▸ CONSIGNE
Réécrivez le matériel en commençant à la ligne qui contient « Mark a point on each instance of the yellow warning » et en terminant à la fin du matériel, avec « greenhouse roof » à la place de « plastic film roof » et rien d'autre de modifié. Laissez les images de côté.

▸ MATÉRIEL FOURNI
◇ ◇ ◇

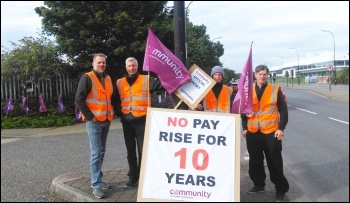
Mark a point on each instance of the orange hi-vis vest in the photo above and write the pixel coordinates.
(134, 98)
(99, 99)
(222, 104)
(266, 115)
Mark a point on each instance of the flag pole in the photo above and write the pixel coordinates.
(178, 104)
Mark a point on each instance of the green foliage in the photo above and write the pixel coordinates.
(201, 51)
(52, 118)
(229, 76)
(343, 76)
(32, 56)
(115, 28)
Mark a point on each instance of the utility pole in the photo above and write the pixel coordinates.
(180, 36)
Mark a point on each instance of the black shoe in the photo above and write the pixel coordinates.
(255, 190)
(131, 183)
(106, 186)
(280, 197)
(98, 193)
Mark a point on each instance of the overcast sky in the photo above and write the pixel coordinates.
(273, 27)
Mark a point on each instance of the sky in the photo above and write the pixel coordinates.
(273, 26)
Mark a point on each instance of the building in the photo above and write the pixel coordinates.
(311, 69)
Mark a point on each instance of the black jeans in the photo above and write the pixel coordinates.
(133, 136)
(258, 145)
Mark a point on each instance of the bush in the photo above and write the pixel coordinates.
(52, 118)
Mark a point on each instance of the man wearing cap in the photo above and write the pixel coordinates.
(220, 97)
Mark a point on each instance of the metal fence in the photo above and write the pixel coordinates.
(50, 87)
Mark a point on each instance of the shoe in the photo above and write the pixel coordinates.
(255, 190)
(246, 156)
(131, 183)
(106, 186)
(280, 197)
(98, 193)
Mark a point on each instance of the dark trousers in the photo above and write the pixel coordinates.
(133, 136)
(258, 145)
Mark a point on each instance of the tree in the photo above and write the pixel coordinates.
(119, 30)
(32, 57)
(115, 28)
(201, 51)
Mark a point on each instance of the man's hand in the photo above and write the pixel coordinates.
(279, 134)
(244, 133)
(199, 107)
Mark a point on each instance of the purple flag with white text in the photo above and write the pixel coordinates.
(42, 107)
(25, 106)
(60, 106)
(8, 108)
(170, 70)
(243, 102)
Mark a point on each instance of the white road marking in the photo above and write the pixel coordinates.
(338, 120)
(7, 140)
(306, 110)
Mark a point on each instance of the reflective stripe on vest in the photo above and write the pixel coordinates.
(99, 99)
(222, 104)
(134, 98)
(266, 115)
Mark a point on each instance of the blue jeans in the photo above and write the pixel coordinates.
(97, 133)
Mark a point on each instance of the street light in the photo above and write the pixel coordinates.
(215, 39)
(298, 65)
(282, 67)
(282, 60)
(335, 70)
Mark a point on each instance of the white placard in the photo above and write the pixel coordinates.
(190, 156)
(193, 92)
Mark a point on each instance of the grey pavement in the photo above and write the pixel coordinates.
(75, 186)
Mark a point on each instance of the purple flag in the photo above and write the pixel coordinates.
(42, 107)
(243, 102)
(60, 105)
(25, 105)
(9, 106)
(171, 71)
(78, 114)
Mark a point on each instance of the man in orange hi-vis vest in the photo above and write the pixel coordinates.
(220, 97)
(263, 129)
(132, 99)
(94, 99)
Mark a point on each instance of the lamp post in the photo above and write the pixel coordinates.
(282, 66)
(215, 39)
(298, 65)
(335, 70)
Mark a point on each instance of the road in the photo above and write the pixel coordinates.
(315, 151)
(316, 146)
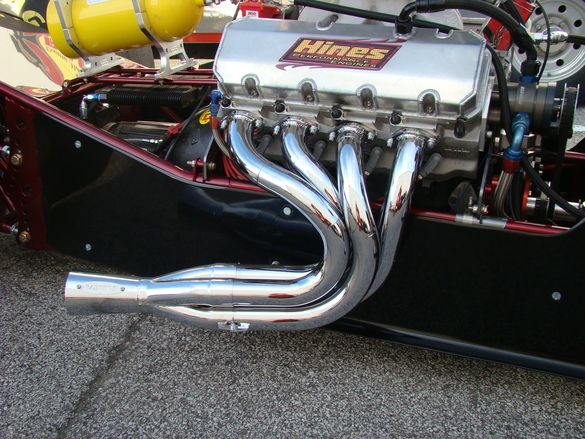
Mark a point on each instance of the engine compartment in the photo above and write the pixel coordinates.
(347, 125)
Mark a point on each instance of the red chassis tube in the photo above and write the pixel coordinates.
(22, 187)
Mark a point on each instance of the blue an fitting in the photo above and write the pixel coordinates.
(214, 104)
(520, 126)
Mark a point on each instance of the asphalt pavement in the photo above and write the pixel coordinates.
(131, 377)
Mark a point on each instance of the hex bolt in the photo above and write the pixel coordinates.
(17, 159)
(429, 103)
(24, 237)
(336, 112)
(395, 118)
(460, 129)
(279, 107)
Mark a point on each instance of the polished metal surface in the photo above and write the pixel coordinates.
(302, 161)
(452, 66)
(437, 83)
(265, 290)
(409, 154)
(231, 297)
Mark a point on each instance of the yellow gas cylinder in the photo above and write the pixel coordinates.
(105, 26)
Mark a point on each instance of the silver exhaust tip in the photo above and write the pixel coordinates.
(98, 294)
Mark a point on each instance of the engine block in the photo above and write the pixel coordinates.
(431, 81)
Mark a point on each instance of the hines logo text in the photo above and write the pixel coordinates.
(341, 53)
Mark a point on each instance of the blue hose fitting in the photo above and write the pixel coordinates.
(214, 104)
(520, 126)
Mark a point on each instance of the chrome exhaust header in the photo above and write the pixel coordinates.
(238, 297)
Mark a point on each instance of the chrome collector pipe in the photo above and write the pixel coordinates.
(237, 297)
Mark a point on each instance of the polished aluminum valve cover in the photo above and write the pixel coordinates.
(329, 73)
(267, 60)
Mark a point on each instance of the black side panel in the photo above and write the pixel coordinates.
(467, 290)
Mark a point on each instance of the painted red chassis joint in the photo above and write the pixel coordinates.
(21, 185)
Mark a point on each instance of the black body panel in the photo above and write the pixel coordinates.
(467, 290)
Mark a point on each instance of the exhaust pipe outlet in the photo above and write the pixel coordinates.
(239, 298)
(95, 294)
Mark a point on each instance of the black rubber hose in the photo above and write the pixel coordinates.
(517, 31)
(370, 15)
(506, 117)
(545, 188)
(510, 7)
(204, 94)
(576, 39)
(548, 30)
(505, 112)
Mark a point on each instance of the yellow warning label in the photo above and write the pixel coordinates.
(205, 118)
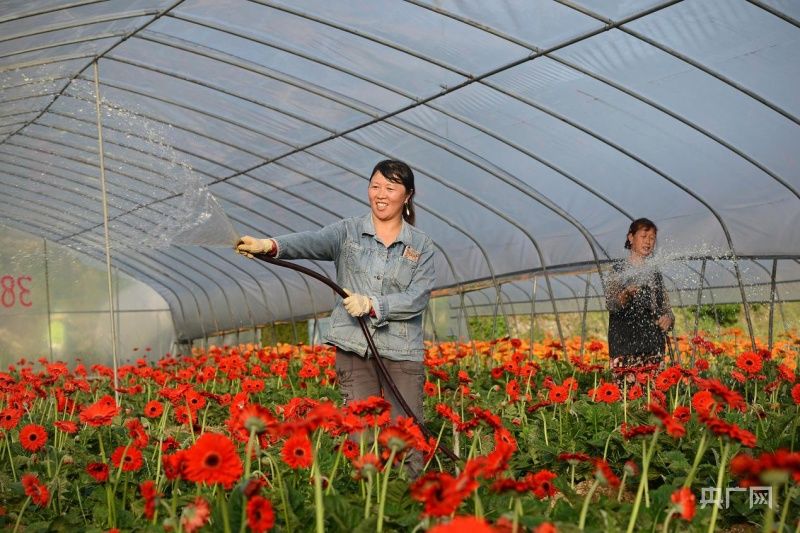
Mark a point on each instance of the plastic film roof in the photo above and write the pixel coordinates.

◇ ◇ ◇

▸ RÉPONSE ATTENDUE
Mark a point on each instance of the yellow warning label in the photo above and write the pixel coordinates.
(205, 118)
Mark a point on each instance of the greenhouse roof in the photo above and write the pixel coordinates.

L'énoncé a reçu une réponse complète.